* **Direction**
Filter the material below, copying every line that contains the word "tower". Case counts.
-- Exercise material start --
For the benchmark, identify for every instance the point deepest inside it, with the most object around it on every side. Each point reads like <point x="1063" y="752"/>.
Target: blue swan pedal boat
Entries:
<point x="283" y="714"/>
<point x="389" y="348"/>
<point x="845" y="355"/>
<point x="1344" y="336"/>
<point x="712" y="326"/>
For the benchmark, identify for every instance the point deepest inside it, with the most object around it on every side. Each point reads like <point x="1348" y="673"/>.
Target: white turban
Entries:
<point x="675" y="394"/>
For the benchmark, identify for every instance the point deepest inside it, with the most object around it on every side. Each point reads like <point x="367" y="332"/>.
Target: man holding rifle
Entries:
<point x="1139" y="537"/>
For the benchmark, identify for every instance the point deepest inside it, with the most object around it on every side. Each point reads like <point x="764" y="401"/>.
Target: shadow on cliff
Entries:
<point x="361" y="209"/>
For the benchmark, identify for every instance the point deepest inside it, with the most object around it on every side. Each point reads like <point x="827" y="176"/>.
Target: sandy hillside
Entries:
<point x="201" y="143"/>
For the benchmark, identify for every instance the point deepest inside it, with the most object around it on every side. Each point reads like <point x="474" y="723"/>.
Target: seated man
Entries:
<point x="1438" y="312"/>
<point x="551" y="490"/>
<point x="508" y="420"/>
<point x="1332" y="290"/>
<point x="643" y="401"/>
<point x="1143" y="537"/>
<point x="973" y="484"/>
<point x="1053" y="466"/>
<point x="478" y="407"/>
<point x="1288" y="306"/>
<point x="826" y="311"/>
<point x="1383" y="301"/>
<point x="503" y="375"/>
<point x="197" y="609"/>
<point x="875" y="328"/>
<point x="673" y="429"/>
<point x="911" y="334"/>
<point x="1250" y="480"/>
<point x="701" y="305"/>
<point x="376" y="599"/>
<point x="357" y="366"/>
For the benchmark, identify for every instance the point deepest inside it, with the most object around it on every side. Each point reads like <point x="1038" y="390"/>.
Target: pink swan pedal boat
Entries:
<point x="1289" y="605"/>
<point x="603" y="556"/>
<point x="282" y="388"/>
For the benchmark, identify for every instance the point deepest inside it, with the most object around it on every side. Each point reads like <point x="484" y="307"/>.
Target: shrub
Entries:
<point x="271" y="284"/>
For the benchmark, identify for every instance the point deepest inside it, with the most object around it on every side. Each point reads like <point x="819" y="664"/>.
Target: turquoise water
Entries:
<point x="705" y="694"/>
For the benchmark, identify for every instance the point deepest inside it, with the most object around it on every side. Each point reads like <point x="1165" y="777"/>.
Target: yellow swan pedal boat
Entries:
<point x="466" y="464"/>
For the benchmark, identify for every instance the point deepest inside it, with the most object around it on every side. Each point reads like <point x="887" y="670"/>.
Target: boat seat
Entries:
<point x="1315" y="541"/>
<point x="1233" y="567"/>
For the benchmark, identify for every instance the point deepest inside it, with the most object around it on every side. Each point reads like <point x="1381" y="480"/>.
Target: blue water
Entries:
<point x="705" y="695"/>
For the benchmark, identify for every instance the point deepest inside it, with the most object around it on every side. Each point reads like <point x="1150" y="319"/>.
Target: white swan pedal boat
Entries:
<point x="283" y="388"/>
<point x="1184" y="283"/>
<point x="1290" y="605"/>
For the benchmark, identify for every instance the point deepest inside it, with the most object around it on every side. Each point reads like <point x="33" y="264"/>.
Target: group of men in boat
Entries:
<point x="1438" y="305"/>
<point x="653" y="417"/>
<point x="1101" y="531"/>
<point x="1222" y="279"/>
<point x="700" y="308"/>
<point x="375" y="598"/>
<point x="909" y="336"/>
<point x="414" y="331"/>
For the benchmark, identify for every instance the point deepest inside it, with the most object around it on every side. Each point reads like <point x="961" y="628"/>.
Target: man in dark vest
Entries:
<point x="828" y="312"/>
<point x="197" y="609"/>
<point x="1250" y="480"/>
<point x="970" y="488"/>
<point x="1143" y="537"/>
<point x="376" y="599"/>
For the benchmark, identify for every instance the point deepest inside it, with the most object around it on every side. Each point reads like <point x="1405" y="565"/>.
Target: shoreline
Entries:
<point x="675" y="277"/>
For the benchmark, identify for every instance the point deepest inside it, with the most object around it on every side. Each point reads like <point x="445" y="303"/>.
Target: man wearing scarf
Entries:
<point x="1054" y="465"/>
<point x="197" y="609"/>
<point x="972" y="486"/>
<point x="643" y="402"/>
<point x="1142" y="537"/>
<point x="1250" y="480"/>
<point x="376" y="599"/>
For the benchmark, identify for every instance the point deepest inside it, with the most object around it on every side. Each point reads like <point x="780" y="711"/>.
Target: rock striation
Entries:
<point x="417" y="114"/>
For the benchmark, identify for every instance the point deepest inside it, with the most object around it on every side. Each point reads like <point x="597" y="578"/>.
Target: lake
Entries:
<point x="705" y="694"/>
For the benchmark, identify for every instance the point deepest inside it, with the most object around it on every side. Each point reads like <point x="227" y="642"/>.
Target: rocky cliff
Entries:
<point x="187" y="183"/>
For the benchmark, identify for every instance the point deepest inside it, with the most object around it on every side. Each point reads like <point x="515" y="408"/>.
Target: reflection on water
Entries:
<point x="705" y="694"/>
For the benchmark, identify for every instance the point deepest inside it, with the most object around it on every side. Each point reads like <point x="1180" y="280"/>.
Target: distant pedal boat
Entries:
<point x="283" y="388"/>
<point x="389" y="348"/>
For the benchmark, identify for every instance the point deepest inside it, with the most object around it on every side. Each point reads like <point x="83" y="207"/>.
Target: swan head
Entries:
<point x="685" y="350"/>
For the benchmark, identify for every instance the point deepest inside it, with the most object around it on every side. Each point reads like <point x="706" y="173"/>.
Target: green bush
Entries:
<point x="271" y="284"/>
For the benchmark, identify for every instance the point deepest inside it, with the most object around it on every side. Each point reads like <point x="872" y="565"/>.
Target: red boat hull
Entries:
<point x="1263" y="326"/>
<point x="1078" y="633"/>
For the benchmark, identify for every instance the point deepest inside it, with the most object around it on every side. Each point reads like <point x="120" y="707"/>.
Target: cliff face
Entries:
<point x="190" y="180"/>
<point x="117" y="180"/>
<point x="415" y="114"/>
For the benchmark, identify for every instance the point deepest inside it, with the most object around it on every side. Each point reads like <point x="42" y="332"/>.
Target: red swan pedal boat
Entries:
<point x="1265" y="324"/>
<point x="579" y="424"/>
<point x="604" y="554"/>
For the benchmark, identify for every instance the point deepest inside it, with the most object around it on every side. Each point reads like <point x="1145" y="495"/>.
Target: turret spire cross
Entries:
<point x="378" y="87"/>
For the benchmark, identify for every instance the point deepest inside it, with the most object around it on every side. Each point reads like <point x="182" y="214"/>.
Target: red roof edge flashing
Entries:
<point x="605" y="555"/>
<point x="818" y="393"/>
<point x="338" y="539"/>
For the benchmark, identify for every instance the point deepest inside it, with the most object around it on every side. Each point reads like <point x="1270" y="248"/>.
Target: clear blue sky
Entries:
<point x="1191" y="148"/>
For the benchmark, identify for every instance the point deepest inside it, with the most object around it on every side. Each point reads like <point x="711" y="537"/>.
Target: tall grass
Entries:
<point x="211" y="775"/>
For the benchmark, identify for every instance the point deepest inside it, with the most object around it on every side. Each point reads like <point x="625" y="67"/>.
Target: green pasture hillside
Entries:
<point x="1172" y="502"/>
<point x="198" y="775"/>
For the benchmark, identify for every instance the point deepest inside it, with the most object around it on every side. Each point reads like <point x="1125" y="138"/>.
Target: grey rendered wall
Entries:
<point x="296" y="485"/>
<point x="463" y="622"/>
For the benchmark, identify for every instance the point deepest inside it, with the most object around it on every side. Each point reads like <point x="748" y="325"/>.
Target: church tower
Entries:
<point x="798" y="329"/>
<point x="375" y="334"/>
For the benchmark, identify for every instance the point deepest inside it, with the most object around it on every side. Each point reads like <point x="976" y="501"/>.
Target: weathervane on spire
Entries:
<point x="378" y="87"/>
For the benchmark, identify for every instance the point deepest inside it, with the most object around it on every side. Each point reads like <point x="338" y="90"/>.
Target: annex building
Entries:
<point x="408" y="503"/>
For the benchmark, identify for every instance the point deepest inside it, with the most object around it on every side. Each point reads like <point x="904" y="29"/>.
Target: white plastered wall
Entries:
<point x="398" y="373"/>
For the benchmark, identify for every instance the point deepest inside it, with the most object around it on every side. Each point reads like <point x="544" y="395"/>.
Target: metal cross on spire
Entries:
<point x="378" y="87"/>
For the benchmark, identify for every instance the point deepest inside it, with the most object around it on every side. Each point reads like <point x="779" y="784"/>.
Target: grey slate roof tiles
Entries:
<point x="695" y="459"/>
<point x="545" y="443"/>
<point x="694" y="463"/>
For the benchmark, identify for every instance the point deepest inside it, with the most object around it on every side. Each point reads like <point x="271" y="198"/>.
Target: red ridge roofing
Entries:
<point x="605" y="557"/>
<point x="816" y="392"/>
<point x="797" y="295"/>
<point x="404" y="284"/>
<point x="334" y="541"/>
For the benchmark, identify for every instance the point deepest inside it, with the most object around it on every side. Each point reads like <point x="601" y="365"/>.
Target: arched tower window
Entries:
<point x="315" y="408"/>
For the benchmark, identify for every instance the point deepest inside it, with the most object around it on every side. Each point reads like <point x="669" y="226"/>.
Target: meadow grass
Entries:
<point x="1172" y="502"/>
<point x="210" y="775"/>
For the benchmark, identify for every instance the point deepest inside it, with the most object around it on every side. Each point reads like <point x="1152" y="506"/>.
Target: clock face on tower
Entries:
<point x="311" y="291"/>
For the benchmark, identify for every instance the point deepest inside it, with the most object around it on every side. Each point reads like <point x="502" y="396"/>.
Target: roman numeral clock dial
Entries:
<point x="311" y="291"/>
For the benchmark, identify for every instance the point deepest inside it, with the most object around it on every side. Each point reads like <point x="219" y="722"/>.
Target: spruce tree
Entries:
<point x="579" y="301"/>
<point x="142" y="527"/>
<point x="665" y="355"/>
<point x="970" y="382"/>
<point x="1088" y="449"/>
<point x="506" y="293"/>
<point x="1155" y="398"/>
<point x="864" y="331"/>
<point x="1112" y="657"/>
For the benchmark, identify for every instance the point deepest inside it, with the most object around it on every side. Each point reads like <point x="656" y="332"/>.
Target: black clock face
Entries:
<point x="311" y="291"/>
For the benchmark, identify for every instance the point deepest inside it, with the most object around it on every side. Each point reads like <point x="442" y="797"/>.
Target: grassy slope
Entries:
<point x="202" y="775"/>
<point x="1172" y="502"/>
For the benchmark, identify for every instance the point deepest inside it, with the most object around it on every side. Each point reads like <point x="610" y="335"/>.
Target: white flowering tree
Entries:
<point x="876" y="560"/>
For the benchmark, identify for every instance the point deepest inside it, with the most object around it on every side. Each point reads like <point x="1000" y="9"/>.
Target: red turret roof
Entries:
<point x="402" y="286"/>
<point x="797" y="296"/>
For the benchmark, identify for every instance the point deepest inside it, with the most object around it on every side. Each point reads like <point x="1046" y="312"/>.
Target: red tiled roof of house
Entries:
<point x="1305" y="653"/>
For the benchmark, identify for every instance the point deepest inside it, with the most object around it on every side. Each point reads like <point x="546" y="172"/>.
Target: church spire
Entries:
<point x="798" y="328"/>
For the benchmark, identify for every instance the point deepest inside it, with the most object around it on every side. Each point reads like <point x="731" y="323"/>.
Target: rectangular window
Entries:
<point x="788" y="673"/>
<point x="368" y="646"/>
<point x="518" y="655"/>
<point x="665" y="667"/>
-- Exercise material end --
* **Response to the task**
Target: church tower
Target: arched tower window
Target: clock face on tower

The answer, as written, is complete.